▸ **Задания**
1. Воспроизведите дословно часть текста о донесении Гудовича. Начните с места со словами «Этот идиллический взгляд» и остановитесь после слов «мы ниже поговорим.».
2. Ответьте по тексту о донесении Гудовича:
(a) Какого числа и года отправлено донесение в Петербург?
(b) В каком городе живёт Шемхал Тарковский?
(c) Какой хан в донесении назван следующим за Шемхалом Тарковским?
3. Перечислите все географические названия (города, реки, области, моря), которые в тексте о донесении Гудовича даны существительными. Прилагательные вроде «дербентский» не учитывайте.

▸ **Фрагмент текста**
- - - -

7 ноября 1791 года он отправляет в Петербург обширное донесение, в котором, в частности, пишет:
«Ближайший из ханов к границам российским — Шемхал Тарковский, которого владение начинается против Кизляра за Тереком, позади народа, называемого кумыки, подданных Вашего Императорского величества, за Тереком против Кизляра обитающих. Сей хан, живущий в городе Тарках и владеющий Дагестаном по берегу Каспийского моря, оказывая всякое усердие свое к Высочайшему Престолу Вашего Императорского Величества, находится со мною в сношении и в последнем ко мне письме, недавно полученном, делает многие уверения о верности и преданности своей к Вашему Императорскому Величеству… Сей хан в большом уважении у многих малых персидских владельцев, его окружающих, — хана шемахинского и других; держит их спокойными, давая перевес своим пособием, и, сколько я мог приметить, сам спокойного расположения. За ним дербентский Ших-Али-хан, находящийся также в сношении со мною…»
Этот идиллический взгляд отнюдь не соответствовал сущности отношений. И дело было не в наивности Гудовича, а в установке, о которой мы ниже поговорим.
С той же степенью глубины Гудович обрисовывает и положение племен.

- - - -

[Записи указания размеченных объектов]
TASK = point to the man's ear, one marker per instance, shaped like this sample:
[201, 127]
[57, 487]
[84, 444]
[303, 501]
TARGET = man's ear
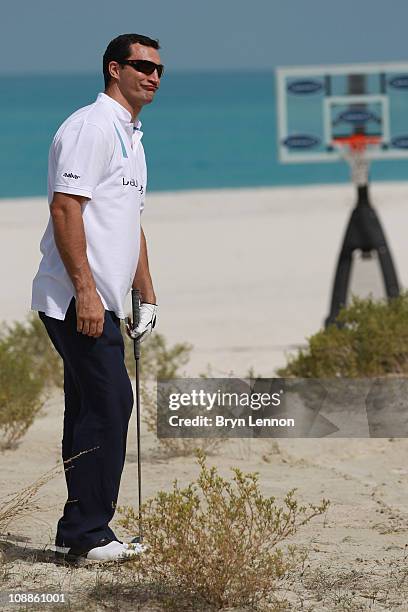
[114, 68]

- - - -

▸ **Ответы к заданиям**
1.
Этот идиллический взгляд отнюдь не соответствовал сущности отношений. И дело было не в наивности Гудовича, а в установке, о которой мы ниже поговорим.

2.
(a) 7 ноября 1791 года.
(b) В городе Тарках.
(c) Дербентский Ших-Али-хан.

3. Петербург, Кизляр, Терек, Тарки, Дагестан, Каспийское море.